Records from a point-labeling set:
::::::::::

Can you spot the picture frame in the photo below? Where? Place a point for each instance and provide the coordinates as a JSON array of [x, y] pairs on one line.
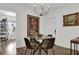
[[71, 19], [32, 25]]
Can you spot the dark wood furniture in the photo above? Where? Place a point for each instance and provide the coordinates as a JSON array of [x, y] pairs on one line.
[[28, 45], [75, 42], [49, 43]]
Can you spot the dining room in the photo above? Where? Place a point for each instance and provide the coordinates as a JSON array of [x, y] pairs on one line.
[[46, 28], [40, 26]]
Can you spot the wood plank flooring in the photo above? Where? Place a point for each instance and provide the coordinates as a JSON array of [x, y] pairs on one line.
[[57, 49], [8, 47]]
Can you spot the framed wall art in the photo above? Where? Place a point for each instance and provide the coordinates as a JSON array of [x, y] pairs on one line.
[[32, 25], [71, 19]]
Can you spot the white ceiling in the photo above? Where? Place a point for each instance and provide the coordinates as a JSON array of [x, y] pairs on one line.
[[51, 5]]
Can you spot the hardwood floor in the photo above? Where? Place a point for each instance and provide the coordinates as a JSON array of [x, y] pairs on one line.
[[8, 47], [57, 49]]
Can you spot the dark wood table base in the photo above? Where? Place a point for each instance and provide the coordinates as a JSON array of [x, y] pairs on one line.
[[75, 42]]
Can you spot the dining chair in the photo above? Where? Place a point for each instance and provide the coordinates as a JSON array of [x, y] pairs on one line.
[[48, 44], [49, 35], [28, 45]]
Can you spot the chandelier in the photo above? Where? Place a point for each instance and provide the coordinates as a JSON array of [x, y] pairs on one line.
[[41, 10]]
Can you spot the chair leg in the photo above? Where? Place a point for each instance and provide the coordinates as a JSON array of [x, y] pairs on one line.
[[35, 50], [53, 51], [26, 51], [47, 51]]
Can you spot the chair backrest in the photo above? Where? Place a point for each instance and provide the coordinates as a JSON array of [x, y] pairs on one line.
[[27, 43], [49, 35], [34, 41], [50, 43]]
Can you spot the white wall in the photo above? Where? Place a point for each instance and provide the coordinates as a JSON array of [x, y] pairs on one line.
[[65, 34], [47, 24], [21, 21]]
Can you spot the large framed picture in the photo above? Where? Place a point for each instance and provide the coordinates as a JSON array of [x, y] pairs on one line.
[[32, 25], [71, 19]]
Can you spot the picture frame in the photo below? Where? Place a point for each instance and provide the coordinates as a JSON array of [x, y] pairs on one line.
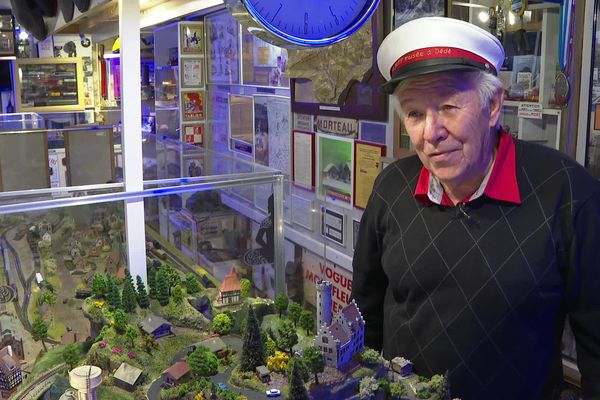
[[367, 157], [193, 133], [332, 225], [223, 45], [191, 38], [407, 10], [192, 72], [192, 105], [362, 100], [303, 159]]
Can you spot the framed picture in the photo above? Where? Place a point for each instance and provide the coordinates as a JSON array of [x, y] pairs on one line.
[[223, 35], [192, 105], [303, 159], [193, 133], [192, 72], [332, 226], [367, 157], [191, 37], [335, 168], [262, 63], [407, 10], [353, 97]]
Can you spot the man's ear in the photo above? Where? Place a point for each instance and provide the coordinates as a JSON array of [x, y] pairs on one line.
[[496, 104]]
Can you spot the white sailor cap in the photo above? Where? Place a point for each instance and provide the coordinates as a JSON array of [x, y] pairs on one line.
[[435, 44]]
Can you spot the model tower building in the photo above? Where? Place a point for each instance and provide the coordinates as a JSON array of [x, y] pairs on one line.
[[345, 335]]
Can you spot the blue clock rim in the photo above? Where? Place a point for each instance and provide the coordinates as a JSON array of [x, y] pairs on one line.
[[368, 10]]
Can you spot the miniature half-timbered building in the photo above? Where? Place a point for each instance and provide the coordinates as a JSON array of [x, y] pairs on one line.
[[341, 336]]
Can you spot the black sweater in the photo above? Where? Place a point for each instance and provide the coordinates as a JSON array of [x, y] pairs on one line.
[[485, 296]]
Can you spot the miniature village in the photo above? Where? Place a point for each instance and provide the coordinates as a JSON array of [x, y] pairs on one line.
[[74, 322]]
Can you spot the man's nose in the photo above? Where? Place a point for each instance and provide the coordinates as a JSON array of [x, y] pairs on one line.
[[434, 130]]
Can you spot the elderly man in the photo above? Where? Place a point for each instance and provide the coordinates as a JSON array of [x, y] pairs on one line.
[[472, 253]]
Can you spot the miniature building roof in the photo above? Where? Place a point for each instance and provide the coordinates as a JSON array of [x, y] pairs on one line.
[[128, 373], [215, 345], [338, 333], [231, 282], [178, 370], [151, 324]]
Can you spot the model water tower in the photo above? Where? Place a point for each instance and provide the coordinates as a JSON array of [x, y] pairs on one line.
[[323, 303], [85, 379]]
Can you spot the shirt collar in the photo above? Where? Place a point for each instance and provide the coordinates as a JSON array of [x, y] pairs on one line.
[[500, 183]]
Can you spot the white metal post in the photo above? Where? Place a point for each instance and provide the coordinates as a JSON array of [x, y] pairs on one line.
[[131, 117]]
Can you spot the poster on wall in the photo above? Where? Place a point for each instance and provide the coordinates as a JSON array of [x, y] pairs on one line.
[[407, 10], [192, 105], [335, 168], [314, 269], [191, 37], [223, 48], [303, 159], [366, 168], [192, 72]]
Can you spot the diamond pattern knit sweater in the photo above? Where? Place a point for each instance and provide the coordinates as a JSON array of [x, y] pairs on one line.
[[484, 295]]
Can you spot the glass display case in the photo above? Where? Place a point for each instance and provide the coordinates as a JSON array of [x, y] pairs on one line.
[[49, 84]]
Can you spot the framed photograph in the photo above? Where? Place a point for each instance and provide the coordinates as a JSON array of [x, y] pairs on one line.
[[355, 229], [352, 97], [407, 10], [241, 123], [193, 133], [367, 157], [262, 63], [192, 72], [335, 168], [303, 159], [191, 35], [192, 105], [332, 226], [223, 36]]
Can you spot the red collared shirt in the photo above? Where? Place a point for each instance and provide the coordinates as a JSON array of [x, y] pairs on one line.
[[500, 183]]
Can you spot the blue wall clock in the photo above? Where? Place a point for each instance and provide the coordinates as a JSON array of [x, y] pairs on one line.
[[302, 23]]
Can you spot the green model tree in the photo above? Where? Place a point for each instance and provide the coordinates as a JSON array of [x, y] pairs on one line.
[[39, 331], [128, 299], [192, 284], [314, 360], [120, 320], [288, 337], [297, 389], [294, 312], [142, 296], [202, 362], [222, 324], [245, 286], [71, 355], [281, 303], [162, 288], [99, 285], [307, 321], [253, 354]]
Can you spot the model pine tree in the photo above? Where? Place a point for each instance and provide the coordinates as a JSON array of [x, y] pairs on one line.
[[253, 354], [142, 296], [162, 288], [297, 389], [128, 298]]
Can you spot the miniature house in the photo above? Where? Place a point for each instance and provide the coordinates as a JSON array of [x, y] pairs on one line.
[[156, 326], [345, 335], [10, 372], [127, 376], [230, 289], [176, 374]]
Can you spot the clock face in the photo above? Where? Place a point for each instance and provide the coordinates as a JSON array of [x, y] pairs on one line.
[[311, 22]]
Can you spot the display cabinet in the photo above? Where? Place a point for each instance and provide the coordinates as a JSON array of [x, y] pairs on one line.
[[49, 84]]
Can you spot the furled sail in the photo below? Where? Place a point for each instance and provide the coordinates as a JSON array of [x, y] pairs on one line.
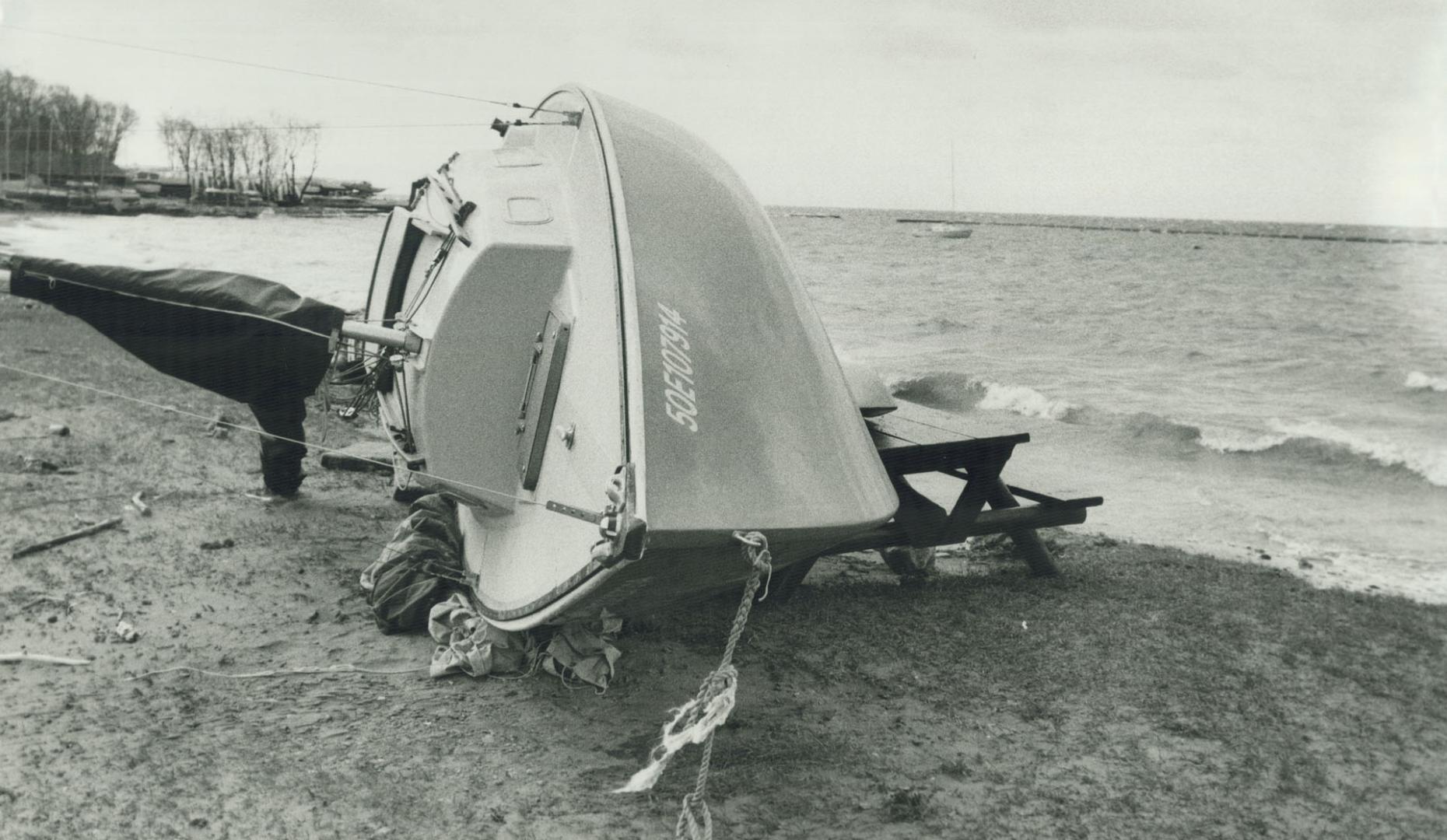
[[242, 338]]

::::::::::

The request: Copy all of the records above word for word, leaving out the pictures.

Result for this exercise:
Can you spot the picture frame in the photo below? Where? Place a point for each instance and provide the coordinates as a JSON array of [x, y] pairs on one line.
[[71, 19], [32, 25]]
Can you spot the dark wood furniture in the photo above? Where? Place a point for each instance and provide the coordinates as a JSON array of [x, y] pairs on one line.
[[28, 45], [75, 42], [49, 43]]
Can you spot the dining room in the photo above? Where? Place a point for each instance and provide the coordinates as a JSON array of [x, y] pairs on one line.
[[46, 28], [40, 26]]
Can you spot the wood plank flooring in the photo above? Where? Place a point for each instance and provide the coordinates as a JSON array of [x, y] pairs on one line.
[[57, 49], [8, 47]]
Can you spot the framed wall art in the photo above? Where? Place a point for each instance and provide the coordinates as a JSON array of [x, y] pairs on one line.
[[32, 25], [71, 19]]
Can you spot the white ceiling in the photo above? Where? Place a point for each instance and provide the coordinates as a JSON array of [x, y] pairs on one line.
[[51, 5]]
Can you spot the hardwood floor in the photo above? Where? Place a point for each instance and provide the coordinates as a JSON array of [x, y] pairs on one line.
[[8, 47], [57, 49]]
Can you spot the dark wood table base in the photo above? Where? Place a point for each instance and provide the coordinates as a JSON array of [x, y] pairs on one line.
[[75, 42]]
Can you spot the dining chair in the photo above? Where? Place a point for each instance and provide the coordinates as a JSON array of [x, y] pairs on one line.
[[48, 44], [49, 35], [28, 45]]
Can you spot the chandelier in the photo above? Where? Place a point for each instance and provide the coordinates as a JSON array of [x, y] pairs on one line.
[[41, 10]]
Can you spot the chair leg in the photo above? Where? Place a point for each instance and provide the coordinates as a JSON array of [x, y] pairs on one line.
[[35, 50], [53, 51], [26, 51], [47, 51]]
Can you spot the chair backrest in the photo above? Where? Place a point for each instance and provide the coordinates as a JSON array of [x, y] pairs on one line.
[[27, 43], [49, 35], [34, 41], [50, 43]]
Can you spot the white wall in the photo above? Where? Place a point for each instance and provide the coordinates as a JSON array of [x, y] pairs on one line.
[[65, 34], [47, 24], [21, 21]]
Can you spot the large framed picture in the photo above? Where? Place a point for each instance and provide the coordinates as a JSON array of [x, y] pairs on one line.
[[32, 25], [71, 19]]
Can you spot the picture frame in the photo below? Where? Place a point for each instance and provide the coordinates as a JSON array of [x, y] pairs on one line.
[[367, 157], [193, 133], [332, 225], [223, 45], [191, 38], [407, 10], [192, 72], [192, 105], [362, 100], [303, 159]]
Can you spot the framed picture in the photo above? Where? Place a point for each instance and provide the coordinates as a JSON array of [x, y] pairs on one line.
[[223, 35], [192, 105], [303, 159], [193, 133], [192, 72], [332, 226], [367, 157], [191, 37], [335, 168], [262, 63], [407, 10], [353, 97]]
Can you spot the man's ear in the photo above? Where? Place a point for each instance and provide the coordinates as a JSON array of [x, y] pairs on one line.
[[496, 104]]
Can you spot the white sailor cap in the photo above? Where? Place a point for each instance and provide the coordinates as a JSON array of [x, y] pairs on one line.
[[435, 44]]
Can you spot the model tower building in the photo above? Where? Place a point for each instance and provide the coordinates as a JSON array of [x, y] pairs on one line.
[[345, 335]]
Can you spot the blue clock rim in the photo above? Where? Place a point for each instance and provide the coordinates as a JSON array of [x, y] pairs on one line.
[[368, 10]]
Can you spot the miniature half-timbered building in the photo above? Where? Place a point for each instance and provide the coordinates as a JSON array of [x, y] pairs on one line.
[[341, 336]]
Can you spot the black sweater in the photo above? Where? Place a point for each instance and provide the coordinates as a JSON array of [x, y] pairs on one line.
[[485, 296]]
Can you spot the miniature village in the photo above? Where? Place a point for each instance and provide the coordinates as a JSON array of [x, y] pairs on one line.
[[74, 322]]
Can you spot the man's nose in the photo above? Where? Place a point for each instance and provide the coordinates as a JSON array of [x, y] pairs on one line.
[[434, 130]]
Can you spot the elderly man in the photo above? Where? Place a point for each instance and provide the coordinates as a JSON array of [x, y] pairs on one line.
[[472, 253]]
Can you spot the miniature building roof in the photo above? Where? Place a point for each instance and provide the coordinates as a JSON array of [x, y] pairs on one line.
[[128, 373], [215, 345], [338, 333], [231, 282], [178, 370], [151, 324]]
Can you spot the model water tower in the photo above? Where? Place a point for each instance and provide the coordinates as a JSON array of [x, y] pairs on one line.
[[323, 303], [85, 379]]
Can you spot the shirt collar in the photo above? Where? Place a point for each instance and provide the coordinates as a JSON array of [x, y] pairs on one line.
[[500, 183]]
Can you spot the white metal post in the photo above? Where? Place a point for each instance and provide the coordinates as a JSON array of [x, y] pairs on one line.
[[131, 117]]
Can you spot the poster on wall in the photo above? Where? Place a point for each instance and provide the coordinates as a JSON array of [x, y] pairs on one line.
[[407, 10], [192, 105], [335, 168], [314, 269], [191, 37], [223, 48], [303, 159], [366, 168], [192, 72]]
Can you spot the diamond pattern knit sweater in the photo above? Where? Place a point for each instance and provide the coordinates as a JSON array of [x, y] pairs on one line.
[[484, 295]]
Can you spot the glass display case in the photo above? Where? Place a point for each instance and provide the coordinates as a JSON array of [x, y] pairs on one line.
[[49, 84]]
Can you spot the framed photograph in the photo above? Where? Place a point for each instance and provide the coordinates as a JSON array of [x, y] pairs on one line.
[[355, 229], [352, 97], [407, 10], [241, 123], [193, 133], [367, 157], [262, 63], [192, 72], [335, 168], [303, 159], [191, 35], [192, 105], [332, 226], [223, 36]]
Can you spot the red collared shirt in the photo above? Where? Place a point for each instance and provide the coordinates as a JSON array of [x, y] pairs on one line.
[[500, 183]]
Can you spot the blue wall clock in the photo above? Where? Place a point for each instance and provide the coordinates as a JSON array of [x, y] pairs on one line.
[[302, 23]]
Can you spot the green model tree in the photo above? Where? Place a point for each instance and provide the coordinates as a JSON array of [x, y] pairs on one line.
[[39, 331], [128, 299], [192, 284], [314, 360], [120, 320], [288, 337], [297, 389], [294, 312], [142, 296], [202, 362], [222, 324], [245, 286], [71, 355], [281, 303], [162, 288], [99, 285], [307, 321], [253, 354]]
Can you spot the model pine tree in the photo above? Where? Place a point for each instance and provide the coordinates as a JSON array of [x, y] pairs on one line.
[[253, 354], [142, 296], [162, 288], [297, 389], [128, 298]]
Can you spot the miniature house in the photo above? Where? Place a point for each instance and provide the coordinates as a JSON array of [x, y] pairs on one line.
[[156, 326], [345, 335], [10, 372], [127, 376], [230, 289], [176, 374]]
Can you spot the clock face in the photo above? Where? Place a point for each instance and provide the coordinates as a JSON array of [x, y] pairs on one line.
[[311, 22]]
Can you spot the display cabinet in the photo above? Where? Place a point for each instance and provide the coordinates as a JSON array of [x, y] pairs on one line.
[[49, 84]]
Can you spot the furled sail in the photo below? Where? Place a point for each instance and provide the coordinates as a JSON array of [x, y] pairs on one line.
[[242, 338]]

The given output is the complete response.